* [Written instruction] Pick out every line in the items below that contains the word "monument" and copy each one. The match is case-sensitive.

* [Extracted records]
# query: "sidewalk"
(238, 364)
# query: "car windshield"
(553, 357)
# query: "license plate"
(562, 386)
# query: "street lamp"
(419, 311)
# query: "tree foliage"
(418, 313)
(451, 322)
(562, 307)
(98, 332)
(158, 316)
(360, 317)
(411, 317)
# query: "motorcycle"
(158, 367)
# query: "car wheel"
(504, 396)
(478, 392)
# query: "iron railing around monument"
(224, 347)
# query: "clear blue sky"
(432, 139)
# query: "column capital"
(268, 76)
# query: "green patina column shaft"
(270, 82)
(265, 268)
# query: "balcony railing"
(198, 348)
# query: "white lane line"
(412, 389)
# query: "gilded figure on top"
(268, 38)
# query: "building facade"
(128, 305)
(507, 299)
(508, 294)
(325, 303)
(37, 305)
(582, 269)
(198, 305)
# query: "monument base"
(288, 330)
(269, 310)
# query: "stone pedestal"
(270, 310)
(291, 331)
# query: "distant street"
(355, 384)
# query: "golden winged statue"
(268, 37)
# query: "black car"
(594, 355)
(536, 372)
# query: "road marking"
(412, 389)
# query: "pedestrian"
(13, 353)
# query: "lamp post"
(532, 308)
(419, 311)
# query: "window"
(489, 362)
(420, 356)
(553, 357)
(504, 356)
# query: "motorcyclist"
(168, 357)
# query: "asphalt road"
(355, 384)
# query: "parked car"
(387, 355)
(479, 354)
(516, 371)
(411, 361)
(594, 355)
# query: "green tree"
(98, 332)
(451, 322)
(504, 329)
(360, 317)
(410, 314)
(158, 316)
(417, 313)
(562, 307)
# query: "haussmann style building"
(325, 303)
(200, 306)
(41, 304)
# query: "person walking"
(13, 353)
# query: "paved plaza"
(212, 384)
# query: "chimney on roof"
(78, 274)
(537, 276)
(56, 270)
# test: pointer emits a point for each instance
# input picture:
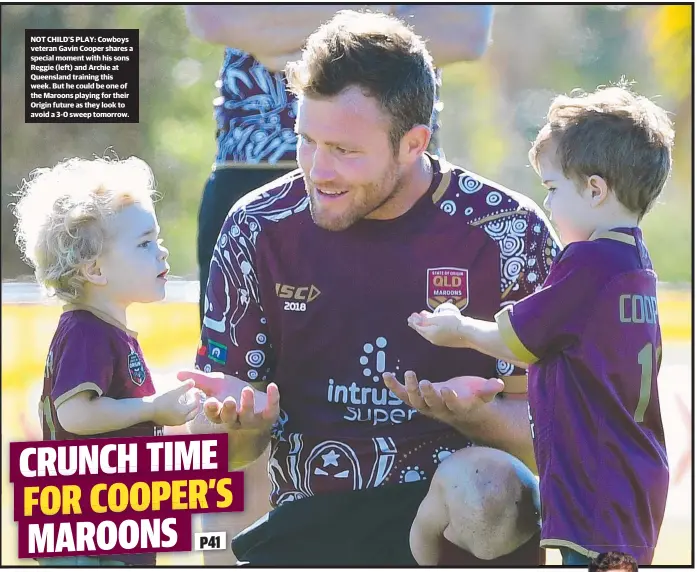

* [Output below]
# query: "iron railing around monument"
# query: "monument base"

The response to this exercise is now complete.